[Region annotation entries]
-------
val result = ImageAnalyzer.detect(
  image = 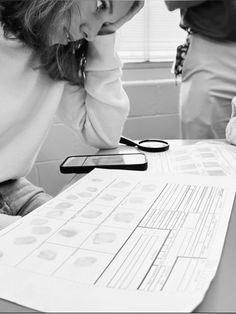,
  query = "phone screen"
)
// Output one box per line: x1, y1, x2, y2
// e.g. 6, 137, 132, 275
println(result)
64, 154, 146, 167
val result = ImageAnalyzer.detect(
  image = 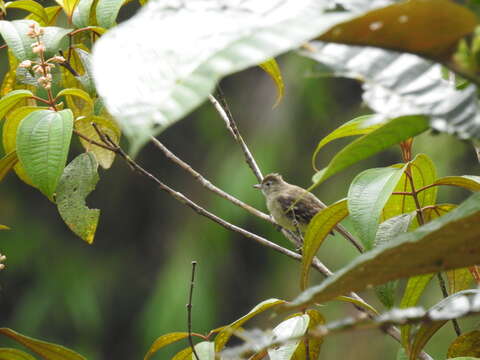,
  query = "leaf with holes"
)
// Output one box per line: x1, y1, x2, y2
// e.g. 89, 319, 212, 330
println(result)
290, 193, 480, 307
56, 152, 100, 244
17, 109, 73, 200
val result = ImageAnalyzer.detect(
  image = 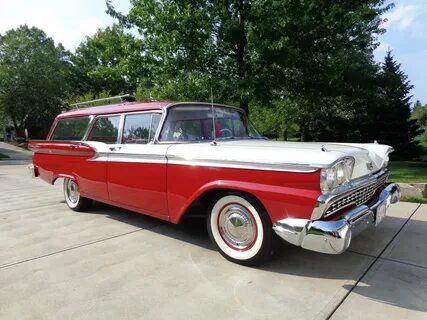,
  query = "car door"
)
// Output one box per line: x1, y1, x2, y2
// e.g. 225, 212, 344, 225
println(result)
107, 112, 168, 217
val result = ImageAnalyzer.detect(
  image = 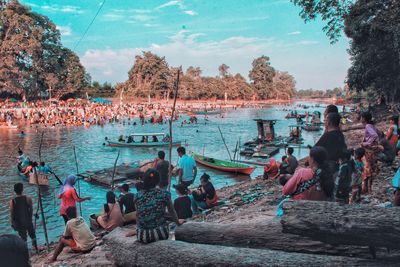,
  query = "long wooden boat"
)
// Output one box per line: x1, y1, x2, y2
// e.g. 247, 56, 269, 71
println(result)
107, 133, 182, 147
193, 154, 255, 175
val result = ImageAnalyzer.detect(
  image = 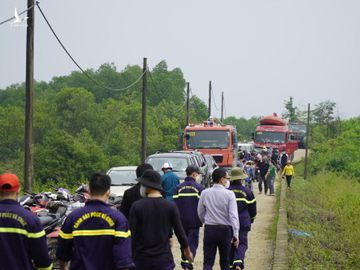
-------
Exercise prompt: Can you collect every line of the records above that contains the string "query" and copy each of those lines out?

The result:
  query = "phone screen"
  query = "leaf with holes"
  query = "car door"
  query = "long wooden boat"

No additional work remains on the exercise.